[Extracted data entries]
== == ==

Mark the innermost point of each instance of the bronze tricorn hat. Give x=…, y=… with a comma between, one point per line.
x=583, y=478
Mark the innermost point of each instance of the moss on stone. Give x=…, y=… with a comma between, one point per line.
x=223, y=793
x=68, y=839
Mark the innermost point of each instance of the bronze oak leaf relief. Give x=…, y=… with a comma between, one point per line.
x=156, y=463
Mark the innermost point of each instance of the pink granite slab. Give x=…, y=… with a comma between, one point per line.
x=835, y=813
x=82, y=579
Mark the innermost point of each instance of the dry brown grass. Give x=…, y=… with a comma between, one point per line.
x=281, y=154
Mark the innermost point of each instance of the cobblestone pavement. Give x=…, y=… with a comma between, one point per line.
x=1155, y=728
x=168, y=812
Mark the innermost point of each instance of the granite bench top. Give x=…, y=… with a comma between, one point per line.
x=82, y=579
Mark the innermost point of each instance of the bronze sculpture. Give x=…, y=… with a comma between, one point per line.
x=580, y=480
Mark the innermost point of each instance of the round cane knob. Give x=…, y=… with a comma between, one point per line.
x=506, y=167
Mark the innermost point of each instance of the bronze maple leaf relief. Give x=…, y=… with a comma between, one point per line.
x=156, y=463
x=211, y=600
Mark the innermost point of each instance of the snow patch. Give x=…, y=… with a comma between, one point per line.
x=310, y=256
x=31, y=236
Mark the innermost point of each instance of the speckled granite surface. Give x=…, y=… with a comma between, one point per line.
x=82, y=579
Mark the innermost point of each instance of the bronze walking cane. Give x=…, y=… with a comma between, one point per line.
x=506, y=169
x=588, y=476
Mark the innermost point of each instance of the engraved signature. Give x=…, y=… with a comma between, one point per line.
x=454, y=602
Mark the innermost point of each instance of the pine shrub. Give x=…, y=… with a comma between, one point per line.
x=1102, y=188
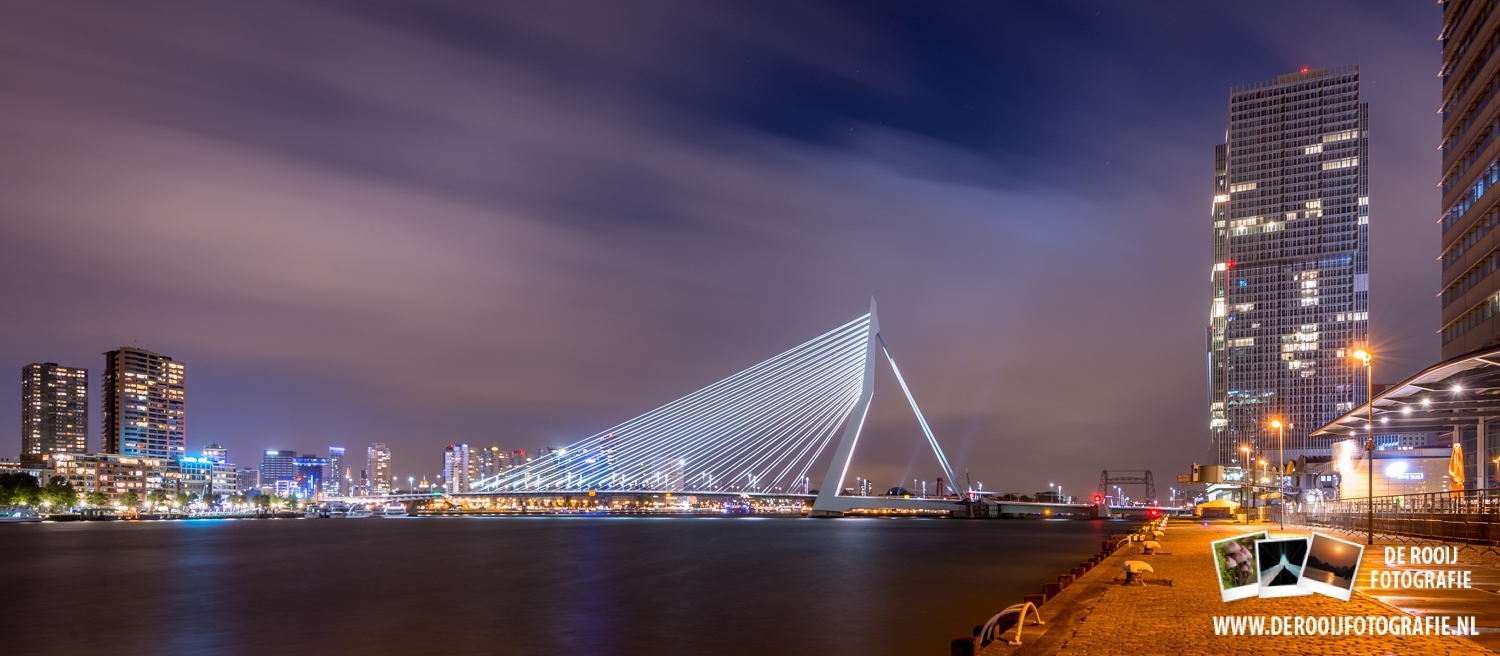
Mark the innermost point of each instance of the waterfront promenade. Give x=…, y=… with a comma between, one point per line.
x=1098, y=616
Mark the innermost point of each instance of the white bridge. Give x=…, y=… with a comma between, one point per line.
x=758, y=431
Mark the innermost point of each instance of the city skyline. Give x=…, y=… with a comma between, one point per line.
x=1290, y=263
x=390, y=258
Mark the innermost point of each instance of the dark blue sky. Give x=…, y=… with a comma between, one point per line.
x=431, y=222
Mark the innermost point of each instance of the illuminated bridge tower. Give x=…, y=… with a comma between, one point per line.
x=1290, y=261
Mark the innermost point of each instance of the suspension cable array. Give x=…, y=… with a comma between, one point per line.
x=756, y=431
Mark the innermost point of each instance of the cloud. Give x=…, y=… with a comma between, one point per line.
x=456, y=222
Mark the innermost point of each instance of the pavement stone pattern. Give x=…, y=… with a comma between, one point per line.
x=1178, y=619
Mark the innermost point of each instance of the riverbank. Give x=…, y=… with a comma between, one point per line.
x=1098, y=616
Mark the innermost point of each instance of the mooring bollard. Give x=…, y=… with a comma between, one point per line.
x=1134, y=569
x=1050, y=590
x=962, y=647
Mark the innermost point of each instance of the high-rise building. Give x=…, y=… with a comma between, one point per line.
x=377, y=469
x=225, y=479
x=1470, y=290
x=144, y=404
x=1290, y=263
x=458, y=469
x=216, y=454
x=491, y=463
x=278, y=466
x=335, y=485
x=54, y=412
x=246, y=479
x=311, y=475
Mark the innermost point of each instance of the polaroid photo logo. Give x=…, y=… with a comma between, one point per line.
x=1254, y=565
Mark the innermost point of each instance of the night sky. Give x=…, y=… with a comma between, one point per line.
x=516, y=225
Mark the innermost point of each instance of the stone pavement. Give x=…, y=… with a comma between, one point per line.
x=1098, y=616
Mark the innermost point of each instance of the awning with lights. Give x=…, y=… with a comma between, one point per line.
x=1458, y=392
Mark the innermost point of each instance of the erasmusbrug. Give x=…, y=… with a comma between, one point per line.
x=758, y=431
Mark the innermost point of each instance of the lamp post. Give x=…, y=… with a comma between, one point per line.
x=1281, y=458
x=1244, y=490
x=1368, y=359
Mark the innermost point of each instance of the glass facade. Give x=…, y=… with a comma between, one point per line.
x=1470, y=171
x=1290, y=263
x=54, y=412
x=144, y=404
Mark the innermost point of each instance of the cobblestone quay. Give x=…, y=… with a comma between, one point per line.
x=1098, y=616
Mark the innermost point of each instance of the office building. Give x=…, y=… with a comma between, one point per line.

== == ==

» **To do**: Please reproduce every record exactly, leaving the pictures out.

» **Result**:
Mark the innermost point of each instance of the bronze tricorn hat. Give x=…, y=… with a comma between, one point per line.
x=583, y=478
Mark the innermost point of each instance of the moss on stone. Give x=…, y=… with a comma between, one point per line.
x=223, y=793
x=68, y=839
Mark the innermost point of each instance of the bronze oak leaf relief. Give x=…, y=… with a comma between, one point per line.
x=156, y=463
Mark the innermost point of each instance of the pink granite slab. Give x=…, y=… with a comma between, one point per line.
x=835, y=813
x=82, y=579
Mark the innermost point of each instance of the dry brown grass. Give x=…, y=… with a comma between, one point per line.
x=281, y=154
Mark the innermost point of each instance of the cobblestone pavement. Give x=…, y=… with a comma between, one point per line.
x=1155, y=728
x=168, y=812
Mark the innermost point of each instance of the granite bench top. Give x=…, y=… with a comma between, one point per line.
x=82, y=579
Mark the innermost point of each instance of the bronze sculpture. Give x=…, y=… with a comma between, one point per line.
x=580, y=480
Mark the innermost point of each instance of the round cane knob. Give x=…, y=… with a comma between, one point per line.
x=506, y=167
Mark the innermost point of each instance of the bronze maple leaf relief. Give x=…, y=… with a comma between, one point per line.
x=156, y=463
x=211, y=600
Mark the innermost point of each instance of the snow patch. Give x=…, y=… with a comma between, one point per line.
x=310, y=256
x=31, y=236
Mark the innermost point of each instance of the speckled granite surface. Give x=…, y=… with a comma between, one point per line.
x=82, y=579
Mark the innermost point of each instance of the bronze walking cane. Give x=…, y=… with a comma between, one point per line.
x=506, y=169
x=588, y=476
Mark the innermost point of each instance of the engraved signature. Give x=…, y=… with a comma between, one point per line.
x=454, y=602
Mark the innermost point of each instance of the pine shrub. Give x=…, y=… with a comma between, one point per line.
x=1102, y=188
Mark the innermost point of each instance of the waterfront promenade. Give x=…, y=… with a comma between, one point per line.
x=1098, y=616
Mark the innermost point of each instance of the white bridge. Give x=…, y=… with a comma between, one point per line.
x=758, y=431
Mark the innermost point of each instance of the city skyline. Give x=…, y=… with a comma between, one point per line.
x=1290, y=263
x=390, y=258
Mark the innermost point of each instance of the dark blue sky. Give x=…, y=… with a comma between, one point per line.
x=431, y=222
Mark the innermost point of each instance of the illuminated bridge tower. Give x=…, y=… with a comma between, one point per line.
x=1290, y=261
Mark the innermost point of each instance of the suspension cable array. Give x=…, y=… with a comma between, one point per line.
x=756, y=431
Mark the innermost point of each instance of the cloud. Give x=…, y=… with a comma between, one point per line.
x=456, y=222
Mark the innermost point of each instance of the pavement stone pattern. Give x=…, y=… with a comma between, one point per line.
x=1178, y=619
Mark the innermost point of each instance of the riverbank. Give x=…, y=… with a comma between, one point per line.
x=1098, y=616
Mark the innermost point of each instance of the mooring bollard. Give x=…, y=… with a comma between, one point per line.
x=1134, y=569
x=1050, y=590
x=962, y=647
Mark the innermost point of each instance of the high-rise building. Give x=…, y=… with a comma between, one point per line.
x=377, y=469
x=225, y=479
x=1470, y=290
x=144, y=404
x=1290, y=263
x=458, y=469
x=216, y=454
x=491, y=463
x=278, y=466
x=335, y=485
x=54, y=412
x=246, y=479
x=311, y=475
Mark the innermost point of each instance of the polaroid photo logo. Give x=…, y=… with a comma between, one point per line.
x=1254, y=565
Mark the innermost point of each instance of the night sky. Give x=…, y=… with a comma between, one point per line.
x=516, y=225
Mark the innermost point of each instance of the stone pavement. Give x=…, y=… with a comma between, one point per line.
x=1098, y=616
Mark the innermost point of each instance of the awning with lights. Give x=…, y=… with a comma between, one point per line.
x=1458, y=392
Mark the innermost point of each instance of the erasmusbrug. Give x=…, y=… with a comma between, one point per line.
x=758, y=431
Mark the innermost point of each instance of the lamp post. Give x=…, y=… with a comma between, one point per line.
x=1281, y=458
x=1244, y=490
x=1368, y=359
Mark the innermost point of each instance of the glass facade. Give x=…, y=… with a comma between, one point per line.
x=1470, y=171
x=1290, y=263
x=54, y=412
x=144, y=404
Mark the innermost point of each instance of the cobblestone quay. Give x=…, y=… with a comma between, one point per line.
x=1098, y=616
Mark the innermost point of each instance of the office building. Give x=…, y=… with a comma between, one point per line.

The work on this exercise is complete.